Instructions to follow
Your task is to extract the lines from the one holding "Exercise. Tag every instance of the vehicle" through the end of the material. Set them down exactly and add nothing.

[Image object location entries]
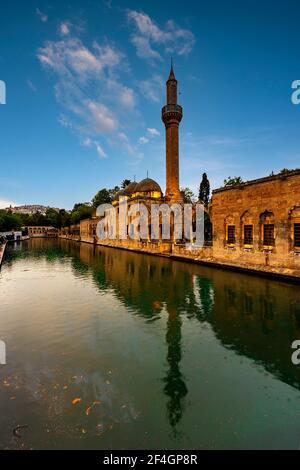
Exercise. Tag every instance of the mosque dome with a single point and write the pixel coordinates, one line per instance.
(147, 186)
(130, 189)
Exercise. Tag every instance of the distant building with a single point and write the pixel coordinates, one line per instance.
(253, 226)
(42, 232)
(30, 209)
(11, 235)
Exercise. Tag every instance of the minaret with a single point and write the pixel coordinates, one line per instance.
(171, 116)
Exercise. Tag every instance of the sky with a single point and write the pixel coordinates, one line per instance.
(85, 83)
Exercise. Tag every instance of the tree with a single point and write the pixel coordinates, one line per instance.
(204, 190)
(113, 192)
(81, 211)
(125, 183)
(233, 181)
(188, 195)
(9, 221)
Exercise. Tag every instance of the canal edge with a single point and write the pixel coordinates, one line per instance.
(2, 251)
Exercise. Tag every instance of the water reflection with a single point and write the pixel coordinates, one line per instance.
(256, 318)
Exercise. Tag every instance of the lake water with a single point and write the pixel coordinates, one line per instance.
(108, 349)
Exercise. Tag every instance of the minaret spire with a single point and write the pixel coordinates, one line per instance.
(171, 116)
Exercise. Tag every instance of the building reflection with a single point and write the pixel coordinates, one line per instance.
(255, 317)
(252, 316)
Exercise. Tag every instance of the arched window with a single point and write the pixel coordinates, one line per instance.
(294, 223)
(230, 231)
(247, 229)
(267, 223)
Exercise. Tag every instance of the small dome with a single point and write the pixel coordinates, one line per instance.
(130, 189)
(147, 186)
(118, 194)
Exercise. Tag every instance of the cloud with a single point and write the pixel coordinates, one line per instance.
(88, 142)
(148, 37)
(31, 85)
(4, 204)
(43, 17)
(143, 140)
(89, 88)
(153, 132)
(152, 88)
(65, 28)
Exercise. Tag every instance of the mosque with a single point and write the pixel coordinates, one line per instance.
(255, 225)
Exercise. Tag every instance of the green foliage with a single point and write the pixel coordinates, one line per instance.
(188, 195)
(233, 181)
(102, 197)
(204, 189)
(125, 183)
(81, 211)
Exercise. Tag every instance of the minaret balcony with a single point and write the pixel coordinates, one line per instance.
(171, 111)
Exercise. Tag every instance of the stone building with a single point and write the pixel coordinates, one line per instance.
(42, 232)
(258, 223)
(255, 226)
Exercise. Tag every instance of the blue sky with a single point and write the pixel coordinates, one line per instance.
(86, 82)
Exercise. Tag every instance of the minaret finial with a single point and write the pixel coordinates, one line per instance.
(171, 74)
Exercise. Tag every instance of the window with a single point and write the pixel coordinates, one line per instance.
(231, 234)
(248, 234)
(269, 235)
(297, 235)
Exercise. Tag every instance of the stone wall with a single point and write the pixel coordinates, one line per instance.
(274, 201)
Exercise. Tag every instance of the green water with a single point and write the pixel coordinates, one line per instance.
(159, 354)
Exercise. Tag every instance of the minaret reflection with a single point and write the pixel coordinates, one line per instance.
(175, 387)
(151, 287)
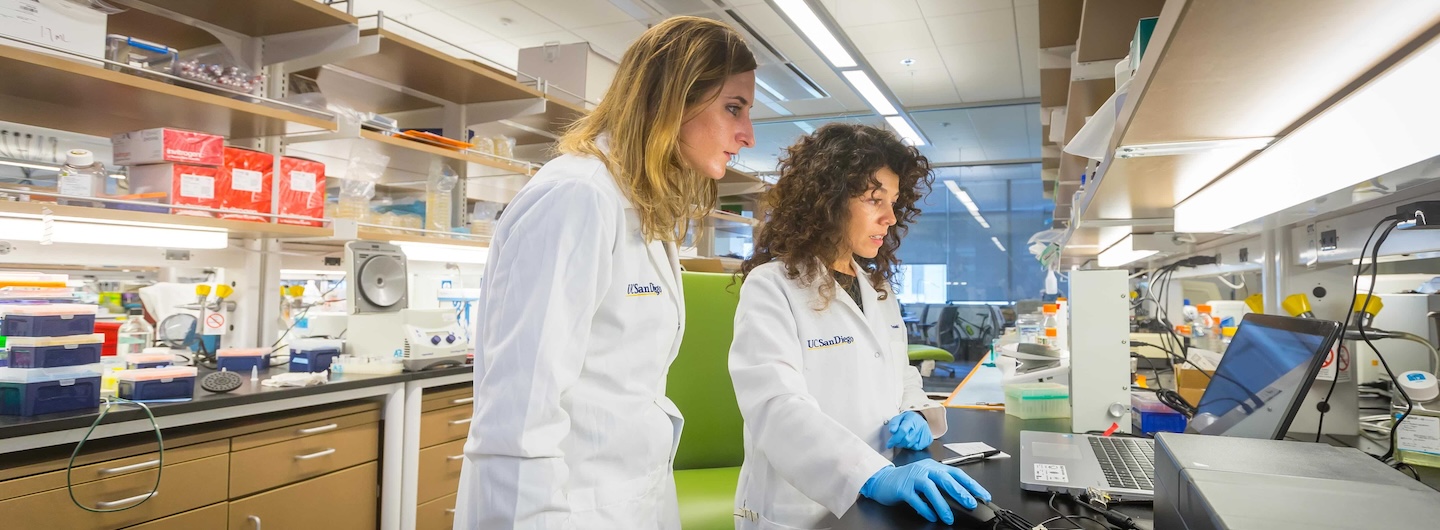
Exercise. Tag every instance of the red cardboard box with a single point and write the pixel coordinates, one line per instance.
(245, 183)
(301, 190)
(157, 146)
(183, 186)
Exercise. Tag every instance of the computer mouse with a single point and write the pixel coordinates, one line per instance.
(981, 517)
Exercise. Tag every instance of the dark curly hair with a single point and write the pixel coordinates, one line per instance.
(805, 213)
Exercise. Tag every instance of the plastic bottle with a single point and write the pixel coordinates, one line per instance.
(1030, 327)
(134, 334)
(82, 177)
(1050, 324)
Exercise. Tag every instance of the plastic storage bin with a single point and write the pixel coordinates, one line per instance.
(149, 360)
(29, 392)
(49, 320)
(242, 359)
(1037, 401)
(55, 352)
(314, 355)
(1149, 415)
(172, 382)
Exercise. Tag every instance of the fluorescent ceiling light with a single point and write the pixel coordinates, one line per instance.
(439, 252)
(815, 30)
(108, 234)
(1123, 252)
(867, 90)
(965, 199)
(1191, 147)
(905, 130)
(1381, 127)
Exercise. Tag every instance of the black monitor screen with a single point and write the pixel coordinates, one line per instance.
(1265, 372)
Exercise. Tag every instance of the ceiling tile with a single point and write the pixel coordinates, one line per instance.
(942, 7)
(765, 20)
(889, 38)
(925, 58)
(968, 28)
(984, 71)
(532, 41)
(523, 22)
(922, 87)
(578, 13)
(497, 51)
(851, 13)
(612, 39)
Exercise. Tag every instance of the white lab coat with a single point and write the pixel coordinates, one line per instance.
(579, 320)
(817, 391)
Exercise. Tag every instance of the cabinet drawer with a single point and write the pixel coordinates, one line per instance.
(303, 429)
(444, 425)
(340, 500)
(438, 514)
(183, 487)
(208, 517)
(439, 470)
(110, 468)
(447, 398)
(278, 464)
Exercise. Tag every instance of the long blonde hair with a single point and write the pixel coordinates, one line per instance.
(673, 68)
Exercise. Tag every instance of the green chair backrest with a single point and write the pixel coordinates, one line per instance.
(700, 376)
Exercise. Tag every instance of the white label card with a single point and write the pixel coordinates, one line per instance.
(196, 186)
(246, 180)
(1051, 473)
(1420, 434)
(303, 182)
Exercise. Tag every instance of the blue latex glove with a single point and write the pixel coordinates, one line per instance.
(919, 484)
(910, 431)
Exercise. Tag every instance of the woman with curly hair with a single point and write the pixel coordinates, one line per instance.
(818, 360)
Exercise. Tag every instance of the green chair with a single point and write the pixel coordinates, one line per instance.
(712, 448)
(925, 357)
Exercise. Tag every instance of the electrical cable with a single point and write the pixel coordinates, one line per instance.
(1324, 406)
(160, 458)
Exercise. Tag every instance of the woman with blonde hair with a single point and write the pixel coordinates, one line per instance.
(581, 308)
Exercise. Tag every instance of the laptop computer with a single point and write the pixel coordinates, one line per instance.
(1254, 392)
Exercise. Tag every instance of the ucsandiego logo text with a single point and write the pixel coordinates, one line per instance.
(642, 290)
(825, 343)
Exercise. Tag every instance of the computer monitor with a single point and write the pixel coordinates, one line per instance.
(1263, 376)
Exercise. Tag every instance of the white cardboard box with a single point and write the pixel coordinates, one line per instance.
(55, 23)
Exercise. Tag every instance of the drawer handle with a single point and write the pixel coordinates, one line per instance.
(317, 454)
(123, 501)
(128, 468)
(314, 429)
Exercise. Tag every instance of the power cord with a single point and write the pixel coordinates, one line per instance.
(69, 467)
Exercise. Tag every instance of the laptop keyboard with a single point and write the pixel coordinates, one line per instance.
(1128, 463)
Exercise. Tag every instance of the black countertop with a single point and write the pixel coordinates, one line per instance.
(998, 475)
(13, 427)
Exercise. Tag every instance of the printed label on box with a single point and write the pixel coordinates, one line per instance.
(1419, 434)
(246, 180)
(196, 186)
(303, 182)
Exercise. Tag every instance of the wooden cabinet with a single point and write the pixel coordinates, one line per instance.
(346, 499)
(203, 519)
(185, 486)
(438, 514)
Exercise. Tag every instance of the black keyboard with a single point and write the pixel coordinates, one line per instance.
(1128, 463)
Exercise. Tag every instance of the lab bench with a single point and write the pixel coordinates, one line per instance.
(385, 448)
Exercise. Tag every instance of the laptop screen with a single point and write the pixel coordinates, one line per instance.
(1263, 378)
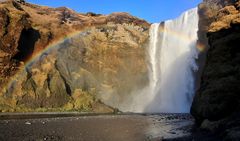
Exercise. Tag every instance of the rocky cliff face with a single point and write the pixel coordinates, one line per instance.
(76, 73)
(217, 103)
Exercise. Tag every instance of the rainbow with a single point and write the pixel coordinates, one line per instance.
(175, 34)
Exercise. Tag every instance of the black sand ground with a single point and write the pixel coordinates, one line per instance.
(132, 127)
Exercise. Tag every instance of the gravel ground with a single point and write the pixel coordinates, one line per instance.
(132, 127)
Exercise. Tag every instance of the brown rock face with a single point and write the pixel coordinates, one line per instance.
(105, 60)
(218, 98)
(21, 22)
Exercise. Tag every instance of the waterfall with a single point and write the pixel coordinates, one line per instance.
(171, 56)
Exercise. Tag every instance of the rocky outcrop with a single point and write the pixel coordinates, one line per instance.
(94, 58)
(217, 102)
(20, 21)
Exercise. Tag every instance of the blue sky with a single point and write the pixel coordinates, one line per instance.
(150, 10)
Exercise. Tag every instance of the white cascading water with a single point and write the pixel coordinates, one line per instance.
(172, 53)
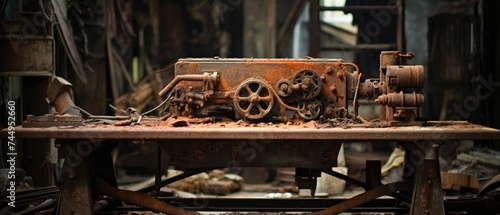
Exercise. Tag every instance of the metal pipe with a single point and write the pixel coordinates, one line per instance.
(362, 198)
(200, 77)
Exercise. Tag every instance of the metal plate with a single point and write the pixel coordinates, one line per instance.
(444, 130)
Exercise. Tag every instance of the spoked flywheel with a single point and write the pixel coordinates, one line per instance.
(253, 99)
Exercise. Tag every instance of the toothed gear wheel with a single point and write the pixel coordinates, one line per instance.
(309, 84)
(284, 88)
(253, 99)
(309, 110)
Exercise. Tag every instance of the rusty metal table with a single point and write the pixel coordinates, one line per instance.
(420, 141)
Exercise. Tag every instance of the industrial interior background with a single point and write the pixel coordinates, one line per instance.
(122, 52)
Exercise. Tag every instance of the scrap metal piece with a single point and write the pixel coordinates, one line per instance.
(50, 120)
(364, 198)
(309, 110)
(137, 198)
(59, 94)
(307, 84)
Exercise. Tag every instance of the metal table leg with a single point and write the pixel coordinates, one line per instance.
(427, 197)
(76, 193)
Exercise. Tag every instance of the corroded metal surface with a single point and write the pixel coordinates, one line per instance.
(433, 131)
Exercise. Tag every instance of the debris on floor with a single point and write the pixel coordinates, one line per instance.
(471, 169)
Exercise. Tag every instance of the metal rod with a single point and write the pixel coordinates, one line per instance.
(344, 47)
(359, 8)
(158, 171)
(345, 178)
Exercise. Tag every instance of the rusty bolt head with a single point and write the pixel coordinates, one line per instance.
(340, 75)
(333, 88)
(57, 86)
(329, 69)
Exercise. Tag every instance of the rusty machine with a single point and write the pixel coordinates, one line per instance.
(283, 89)
(228, 92)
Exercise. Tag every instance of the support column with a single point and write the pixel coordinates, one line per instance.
(76, 192)
(427, 196)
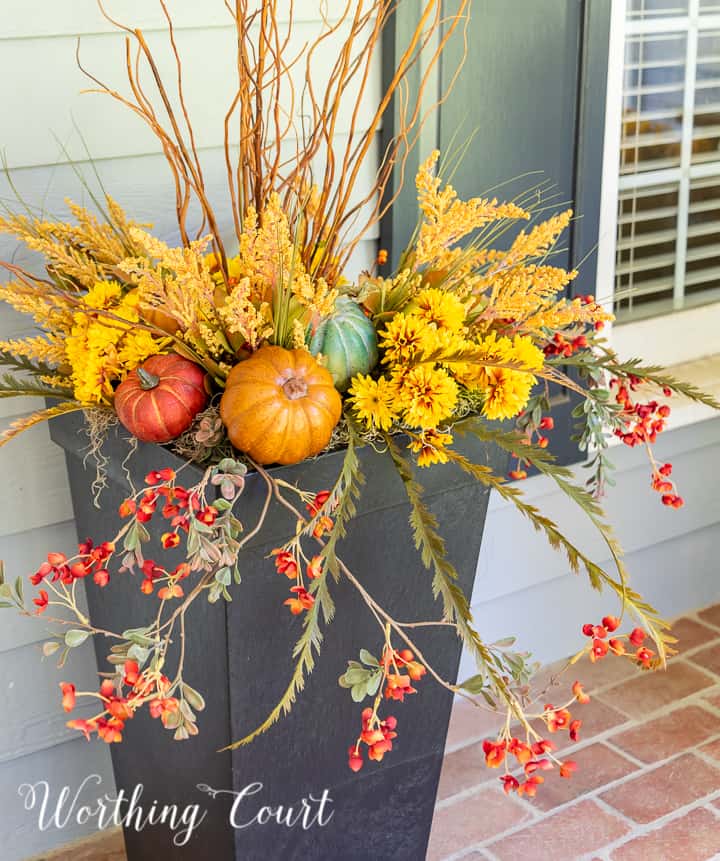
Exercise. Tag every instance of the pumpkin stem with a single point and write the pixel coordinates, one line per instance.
(295, 388)
(147, 380)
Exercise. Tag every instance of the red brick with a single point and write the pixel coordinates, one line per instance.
(665, 736)
(690, 634)
(648, 691)
(664, 789)
(713, 698)
(712, 749)
(469, 723)
(708, 658)
(694, 837)
(574, 831)
(609, 671)
(598, 765)
(711, 615)
(463, 769)
(104, 846)
(473, 820)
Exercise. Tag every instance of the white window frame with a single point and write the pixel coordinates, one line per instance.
(682, 335)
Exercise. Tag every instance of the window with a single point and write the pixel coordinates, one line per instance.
(661, 179)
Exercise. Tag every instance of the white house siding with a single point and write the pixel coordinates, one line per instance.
(41, 102)
(525, 588)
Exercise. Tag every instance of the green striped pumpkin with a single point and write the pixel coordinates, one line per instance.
(348, 342)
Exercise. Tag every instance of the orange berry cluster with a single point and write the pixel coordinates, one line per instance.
(602, 644)
(119, 706)
(377, 735)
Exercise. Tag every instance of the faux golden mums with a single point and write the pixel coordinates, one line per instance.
(463, 334)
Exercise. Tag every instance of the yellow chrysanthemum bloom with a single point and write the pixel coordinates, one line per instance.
(426, 395)
(443, 309)
(406, 338)
(373, 401)
(506, 392)
(430, 447)
(102, 350)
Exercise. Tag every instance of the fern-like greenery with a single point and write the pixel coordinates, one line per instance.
(344, 495)
(543, 461)
(456, 608)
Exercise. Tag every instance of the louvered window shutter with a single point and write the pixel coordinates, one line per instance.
(668, 227)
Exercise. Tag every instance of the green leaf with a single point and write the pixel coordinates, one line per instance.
(223, 576)
(75, 637)
(475, 684)
(374, 683)
(138, 636)
(368, 658)
(358, 692)
(355, 677)
(193, 697)
(138, 653)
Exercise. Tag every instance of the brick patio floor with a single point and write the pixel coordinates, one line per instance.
(648, 784)
(647, 788)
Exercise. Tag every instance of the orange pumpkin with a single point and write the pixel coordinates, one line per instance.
(280, 406)
(159, 400)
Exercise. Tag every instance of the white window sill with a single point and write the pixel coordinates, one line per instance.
(702, 373)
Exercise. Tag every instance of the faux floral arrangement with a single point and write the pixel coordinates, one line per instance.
(256, 351)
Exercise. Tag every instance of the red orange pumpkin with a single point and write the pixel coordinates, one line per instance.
(280, 406)
(159, 400)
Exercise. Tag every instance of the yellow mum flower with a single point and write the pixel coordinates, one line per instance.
(373, 401)
(406, 338)
(506, 392)
(443, 309)
(100, 350)
(427, 395)
(430, 447)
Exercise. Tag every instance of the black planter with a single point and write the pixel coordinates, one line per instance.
(239, 657)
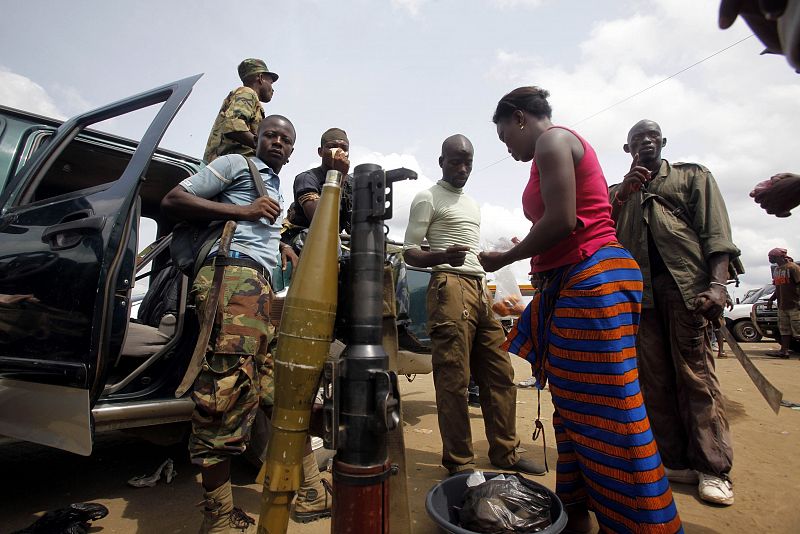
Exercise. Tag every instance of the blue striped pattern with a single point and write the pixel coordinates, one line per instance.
(579, 333)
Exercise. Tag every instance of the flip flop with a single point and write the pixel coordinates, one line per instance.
(777, 354)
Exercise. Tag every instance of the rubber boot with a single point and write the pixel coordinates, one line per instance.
(314, 496)
(219, 514)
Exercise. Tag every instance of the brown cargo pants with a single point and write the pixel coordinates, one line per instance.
(466, 339)
(679, 384)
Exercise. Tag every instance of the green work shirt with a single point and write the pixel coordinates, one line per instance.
(687, 229)
(240, 112)
(446, 216)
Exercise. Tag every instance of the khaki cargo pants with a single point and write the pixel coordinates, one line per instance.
(466, 339)
(679, 384)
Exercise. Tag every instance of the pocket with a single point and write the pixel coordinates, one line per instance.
(226, 381)
(447, 343)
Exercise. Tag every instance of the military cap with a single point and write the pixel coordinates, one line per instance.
(251, 66)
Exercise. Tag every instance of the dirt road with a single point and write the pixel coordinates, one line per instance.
(766, 466)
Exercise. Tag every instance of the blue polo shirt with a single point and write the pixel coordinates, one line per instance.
(227, 179)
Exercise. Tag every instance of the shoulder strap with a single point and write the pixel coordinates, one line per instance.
(735, 266)
(257, 180)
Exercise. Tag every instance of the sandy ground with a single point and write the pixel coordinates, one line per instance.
(766, 468)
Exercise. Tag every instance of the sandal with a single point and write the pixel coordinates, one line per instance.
(777, 354)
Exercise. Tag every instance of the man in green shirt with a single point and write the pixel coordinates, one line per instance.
(672, 218)
(236, 125)
(786, 278)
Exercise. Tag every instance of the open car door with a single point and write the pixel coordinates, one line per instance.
(66, 269)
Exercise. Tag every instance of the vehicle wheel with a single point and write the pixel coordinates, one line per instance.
(745, 332)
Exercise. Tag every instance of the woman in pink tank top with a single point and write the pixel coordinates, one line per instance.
(579, 331)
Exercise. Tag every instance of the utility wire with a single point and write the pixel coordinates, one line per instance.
(615, 104)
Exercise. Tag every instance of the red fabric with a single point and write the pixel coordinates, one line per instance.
(594, 226)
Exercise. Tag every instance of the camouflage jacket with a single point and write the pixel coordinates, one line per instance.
(240, 112)
(686, 230)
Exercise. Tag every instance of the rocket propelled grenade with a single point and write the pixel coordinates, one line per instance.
(304, 338)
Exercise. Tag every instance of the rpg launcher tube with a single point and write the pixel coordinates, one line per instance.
(304, 338)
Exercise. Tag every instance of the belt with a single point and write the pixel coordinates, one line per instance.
(239, 260)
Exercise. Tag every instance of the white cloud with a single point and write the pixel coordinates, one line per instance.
(736, 113)
(19, 92)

Full output
Exercise. Tag every instance of the vehicle wheel with a single point and write the pixel coordinates, one line per instance.
(745, 332)
Exercise. Tag every instance of the woman in pink tank top with a single point and write the pixel coordinates, one line per instance.
(579, 331)
Exercise. Tag every instance of the utility wire with a single point and write the pixel coordinates, one line per instance.
(615, 104)
Exercise. Tag every instance of the red fabric with a single point and write the pixel coordinates, one line per instance.
(594, 226)
Exercise. Tag every instance of the camouflage jacket with a single point and write the pixel coordinates, one line per instance.
(240, 112)
(686, 230)
Exercise. Tag every instance of the rocket propelled grenade with a single point and write the pixel coordinates, one line per instance.
(304, 338)
Exercise. Tag every instance of the rpg launcher tube with a single point and write the pixel coordinates, one line per instance.
(304, 338)
Exercise. Tag every instance of the belt with a single point and write the pixel coordinates, one line per instance.
(239, 260)
Exercise. Tag every instance of the white cloud with a single point and write the pixel coordinates, one line per instance.
(736, 113)
(19, 92)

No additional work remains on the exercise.